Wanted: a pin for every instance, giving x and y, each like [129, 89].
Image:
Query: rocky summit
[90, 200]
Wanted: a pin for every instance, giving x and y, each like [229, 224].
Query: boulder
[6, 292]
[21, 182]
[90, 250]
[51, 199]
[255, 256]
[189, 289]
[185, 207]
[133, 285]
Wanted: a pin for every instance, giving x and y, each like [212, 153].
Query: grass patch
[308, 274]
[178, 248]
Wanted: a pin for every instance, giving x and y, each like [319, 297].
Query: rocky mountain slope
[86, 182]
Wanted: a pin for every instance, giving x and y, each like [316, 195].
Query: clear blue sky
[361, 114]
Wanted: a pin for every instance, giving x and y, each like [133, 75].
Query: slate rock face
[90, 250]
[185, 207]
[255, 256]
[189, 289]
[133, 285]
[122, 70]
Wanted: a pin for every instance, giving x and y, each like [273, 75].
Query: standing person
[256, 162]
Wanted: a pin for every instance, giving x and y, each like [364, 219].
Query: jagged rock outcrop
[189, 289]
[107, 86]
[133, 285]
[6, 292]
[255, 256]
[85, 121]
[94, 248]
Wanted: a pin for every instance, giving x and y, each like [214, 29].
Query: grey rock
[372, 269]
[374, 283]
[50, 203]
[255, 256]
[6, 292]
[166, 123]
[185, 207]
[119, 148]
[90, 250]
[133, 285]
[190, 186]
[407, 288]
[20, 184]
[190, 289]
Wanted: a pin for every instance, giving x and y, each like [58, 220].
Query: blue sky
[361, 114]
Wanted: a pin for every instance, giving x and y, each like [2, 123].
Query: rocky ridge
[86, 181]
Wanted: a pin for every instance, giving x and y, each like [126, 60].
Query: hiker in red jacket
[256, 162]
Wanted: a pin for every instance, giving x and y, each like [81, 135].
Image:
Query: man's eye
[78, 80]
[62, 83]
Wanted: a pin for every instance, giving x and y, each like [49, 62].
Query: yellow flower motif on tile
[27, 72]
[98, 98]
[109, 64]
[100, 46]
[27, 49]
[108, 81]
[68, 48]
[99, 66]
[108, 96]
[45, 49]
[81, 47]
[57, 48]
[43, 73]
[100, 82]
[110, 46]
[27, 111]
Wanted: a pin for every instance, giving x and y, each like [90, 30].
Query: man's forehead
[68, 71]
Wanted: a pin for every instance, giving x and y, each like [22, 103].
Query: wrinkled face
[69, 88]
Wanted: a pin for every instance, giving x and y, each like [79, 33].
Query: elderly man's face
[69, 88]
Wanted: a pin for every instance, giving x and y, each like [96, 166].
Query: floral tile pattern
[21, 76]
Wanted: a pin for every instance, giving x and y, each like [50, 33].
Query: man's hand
━━━━━━━━━━
*What to work on:* Give an exact copy of the lines from the one with "like [50, 33]." through the end of the entries, both ends included.

*Exercise response:*
Wanted: a pin for every instance, giving x and y, each like [50, 33].
Query: man's hand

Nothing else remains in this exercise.